● Exercise inputs
Segment Open

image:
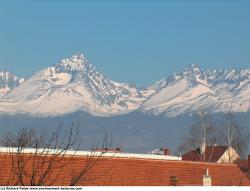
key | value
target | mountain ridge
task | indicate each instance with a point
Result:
(80, 87)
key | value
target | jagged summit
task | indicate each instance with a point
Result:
(73, 84)
(75, 63)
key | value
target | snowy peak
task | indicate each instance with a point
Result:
(73, 84)
(75, 63)
(8, 81)
(194, 89)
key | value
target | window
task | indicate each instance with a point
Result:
(173, 181)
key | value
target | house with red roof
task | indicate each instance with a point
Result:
(214, 154)
(114, 169)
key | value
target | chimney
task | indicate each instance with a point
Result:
(207, 181)
(202, 148)
(167, 152)
(248, 162)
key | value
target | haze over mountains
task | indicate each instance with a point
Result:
(74, 85)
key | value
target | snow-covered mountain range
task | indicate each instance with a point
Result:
(74, 84)
(8, 81)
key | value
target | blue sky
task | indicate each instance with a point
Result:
(134, 41)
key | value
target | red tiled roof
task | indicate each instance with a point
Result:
(126, 171)
(243, 165)
(211, 154)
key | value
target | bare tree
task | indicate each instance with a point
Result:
(201, 134)
(47, 159)
(231, 134)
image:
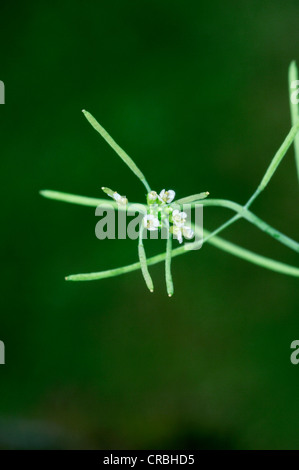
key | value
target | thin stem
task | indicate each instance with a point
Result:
(294, 108)
(215, 241)
(143, 262)
(242, 211)
(275, 162)
(120, 152)
(168, 276)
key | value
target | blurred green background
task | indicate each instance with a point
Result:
(197, 94)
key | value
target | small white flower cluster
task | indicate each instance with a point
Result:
(160, 210)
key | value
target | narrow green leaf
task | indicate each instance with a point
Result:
(168, 276)
(108, 191)
(120, 152)
(80, 200)
(294, 107)
(143, 263)
(193, 198)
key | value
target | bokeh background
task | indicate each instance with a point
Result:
(196, 92)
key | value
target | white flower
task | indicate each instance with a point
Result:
(179, 232)
(152, 197)
(151, 222)
(188, 232)
(167, 196)
(120, 199)
(179, 218)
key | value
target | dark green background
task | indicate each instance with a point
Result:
(196, 92)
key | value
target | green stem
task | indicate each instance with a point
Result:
(294, 108)
(143, 262)
(242, 211)
(120, 152)
(215, 241)
(275, 162)
(168, 276)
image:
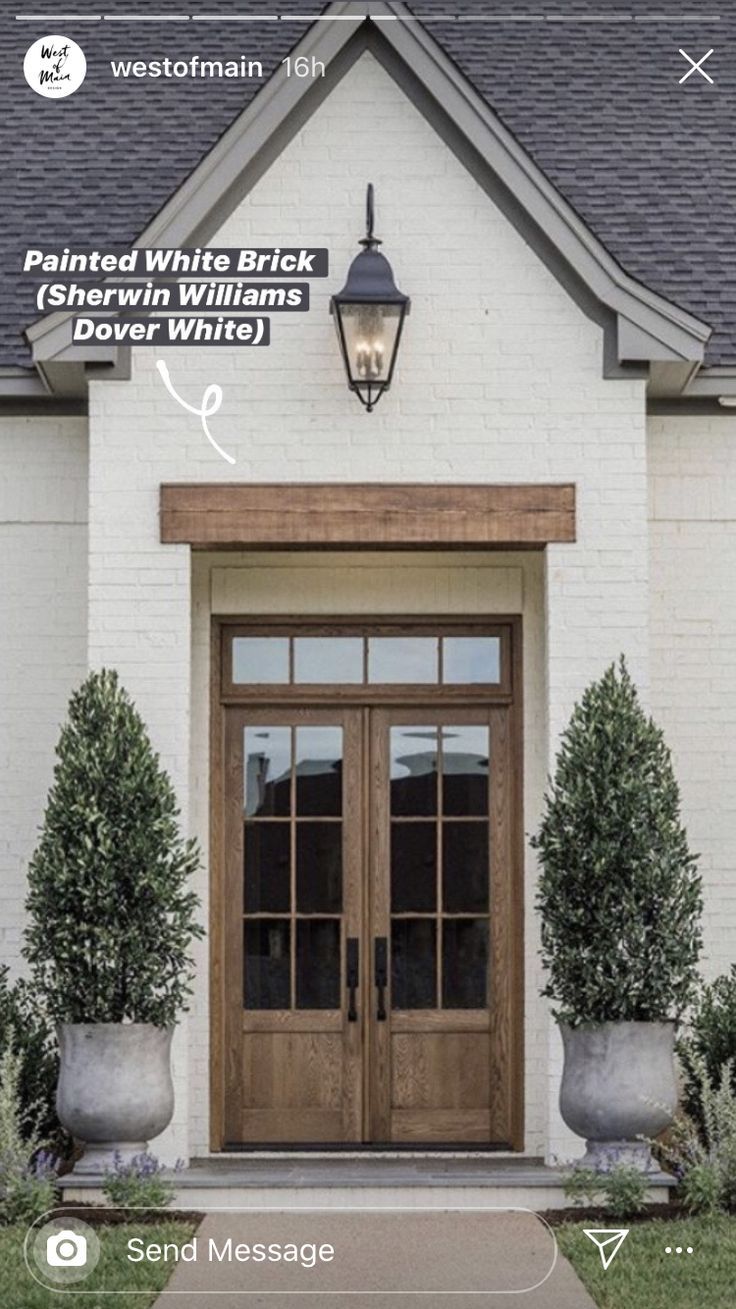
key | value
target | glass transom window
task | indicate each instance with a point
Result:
(367, 660)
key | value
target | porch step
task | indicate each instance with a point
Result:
(363, 1182)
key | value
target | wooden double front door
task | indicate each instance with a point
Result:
(371, 926)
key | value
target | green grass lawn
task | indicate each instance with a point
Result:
(643, 1276)
(114, 1273)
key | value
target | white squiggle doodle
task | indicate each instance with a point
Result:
(211, 402)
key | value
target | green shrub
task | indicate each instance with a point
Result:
(138, 1183)
(111, 918)
(622, 1191)
(26, 1170)
(625, 1191)
(25, 1030)
(703, 1157)
(618, 896)
(711, 1038)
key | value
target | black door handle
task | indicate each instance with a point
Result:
(381, 973)
(352, 961)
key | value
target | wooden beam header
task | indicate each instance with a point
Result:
(367, 516)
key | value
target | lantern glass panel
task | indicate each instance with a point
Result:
(371, 333)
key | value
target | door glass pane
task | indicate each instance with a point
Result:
(465, 770)
(267, 964)
(414, 771)
(266, 867)
(318, 771)
(261, 659)
(465, 867)
(414, 964)
(318, 868)
(414, 867)
(470, 659)
(402, 659)
(267, 771)
(318, 964)
(465, 962)
(328, 659)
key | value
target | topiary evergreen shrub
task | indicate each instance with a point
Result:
(111, 914)
(618, 894)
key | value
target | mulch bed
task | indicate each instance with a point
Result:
(600, 1218)
(98, 1216)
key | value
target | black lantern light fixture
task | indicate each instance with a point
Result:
(369, 313)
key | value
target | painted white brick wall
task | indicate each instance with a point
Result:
(693, 638)
(499, 378)
(42, 631)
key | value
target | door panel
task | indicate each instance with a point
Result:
(371, 926)
(294, 885)
(440, 873)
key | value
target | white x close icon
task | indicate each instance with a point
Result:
(697, 67)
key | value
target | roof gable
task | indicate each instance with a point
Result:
(641, 325)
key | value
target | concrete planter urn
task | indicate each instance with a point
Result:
(618, 1084)
(115, 1091)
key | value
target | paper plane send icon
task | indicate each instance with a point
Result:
(608, 1240)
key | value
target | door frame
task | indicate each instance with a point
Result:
(223, 695)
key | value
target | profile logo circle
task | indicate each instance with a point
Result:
(64, 1250)
(55, 67)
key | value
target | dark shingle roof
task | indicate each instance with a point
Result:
(650, 165)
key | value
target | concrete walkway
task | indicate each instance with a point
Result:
(381, 1254)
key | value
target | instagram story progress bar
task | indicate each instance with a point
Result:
(363, 13)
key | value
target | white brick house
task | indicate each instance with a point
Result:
(531, 359)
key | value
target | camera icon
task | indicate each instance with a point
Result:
(66, 1250)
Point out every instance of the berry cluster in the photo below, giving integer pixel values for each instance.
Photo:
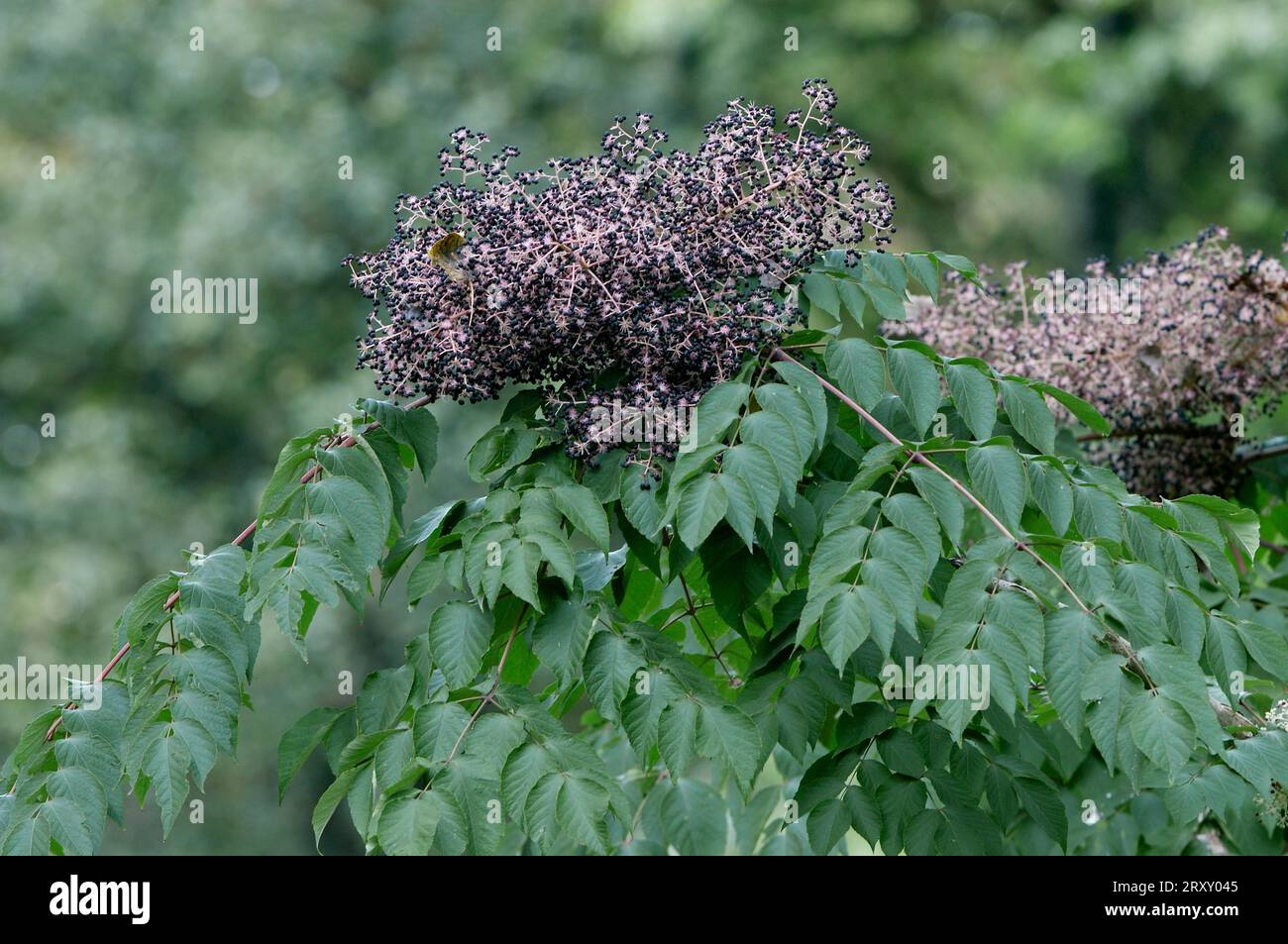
(632, 275)
(1205, 338)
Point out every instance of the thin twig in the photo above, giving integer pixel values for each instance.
(237, 541)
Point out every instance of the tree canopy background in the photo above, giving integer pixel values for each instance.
(224, 163)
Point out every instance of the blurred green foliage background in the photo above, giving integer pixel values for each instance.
(224, 163)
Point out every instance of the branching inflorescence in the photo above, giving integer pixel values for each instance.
(632, 275)
(1168, 348)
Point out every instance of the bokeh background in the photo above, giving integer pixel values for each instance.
(224, 162)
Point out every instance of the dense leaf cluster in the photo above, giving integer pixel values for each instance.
(722, 638)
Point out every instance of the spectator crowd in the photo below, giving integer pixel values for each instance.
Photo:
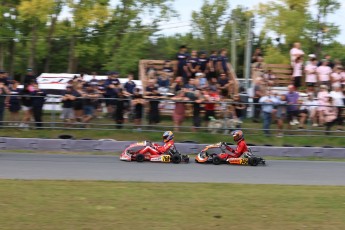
(202, 86)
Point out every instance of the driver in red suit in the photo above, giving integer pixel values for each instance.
(155, 149)
(241, 145)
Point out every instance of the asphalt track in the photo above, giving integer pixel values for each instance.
(76, 167)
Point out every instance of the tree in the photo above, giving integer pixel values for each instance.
(208, 22)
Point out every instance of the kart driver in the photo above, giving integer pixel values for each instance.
(241, 145)
(155, 149)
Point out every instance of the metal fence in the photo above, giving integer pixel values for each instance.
(222, 124)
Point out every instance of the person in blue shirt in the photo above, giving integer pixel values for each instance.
(268, 107)
(182, 57)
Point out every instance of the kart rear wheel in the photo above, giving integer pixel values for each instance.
(176, 158)
(140, 157)
(253, 161)
(216, 160)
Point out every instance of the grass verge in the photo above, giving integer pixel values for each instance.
(130, 205)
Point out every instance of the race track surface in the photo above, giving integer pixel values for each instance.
(72, 167)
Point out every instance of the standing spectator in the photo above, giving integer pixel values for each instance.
(201, 81)
(176, 86)
(138, 103)
(297, 72)
(327, 58)
(280, 113)
(26, 105)
(322, 97)
(38, 100)
(338, 101)
(256, 55)
(268, 102)
(130, 84)
(258, 93)
(223, 62)
(296, 52)
(15, 104)
(308, 111)
(211, 97)
(311, 77)
(240, 109)
(4, 100)
(120, 109)
(213, 65)
(336, 76)
(324, 73)
(182, 57)
(203, 62)
(29, 77)
(153, 95)
(90, 97)
(292, 108)
(330, 114)
(4, 78)
(78, 102)
(67, 106)
(223, 84)
(180, 109)
(193, 65)
(197, 107)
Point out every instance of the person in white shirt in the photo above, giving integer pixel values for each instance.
(324, 73)
(309, 110)
(296, 52)
(311, 74)
(297, 72)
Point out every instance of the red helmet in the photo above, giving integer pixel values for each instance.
(238, 135)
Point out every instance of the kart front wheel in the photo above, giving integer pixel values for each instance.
(216, 160)
(176, 158)
(140, 157)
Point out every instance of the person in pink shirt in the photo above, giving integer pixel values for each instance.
(336, 76)
(297, 72)
(296, 52)
(322, 97)
(311, 74)
(324, 73)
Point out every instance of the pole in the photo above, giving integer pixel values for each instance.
(233, 45)
(247, 62)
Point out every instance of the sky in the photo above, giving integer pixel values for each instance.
(186, 7)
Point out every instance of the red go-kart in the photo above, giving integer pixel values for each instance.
(218, 154)
(134, 152)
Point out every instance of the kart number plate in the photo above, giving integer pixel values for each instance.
(166, 158)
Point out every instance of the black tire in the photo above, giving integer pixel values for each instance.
(253, 161)
(176, 158)
(140, 157)
(216, 160)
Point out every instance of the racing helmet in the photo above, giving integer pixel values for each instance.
(238, 135)
(167, 136)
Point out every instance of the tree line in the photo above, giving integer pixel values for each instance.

Segment Closed

Write only the number of lines in the listing that include "lantern".

2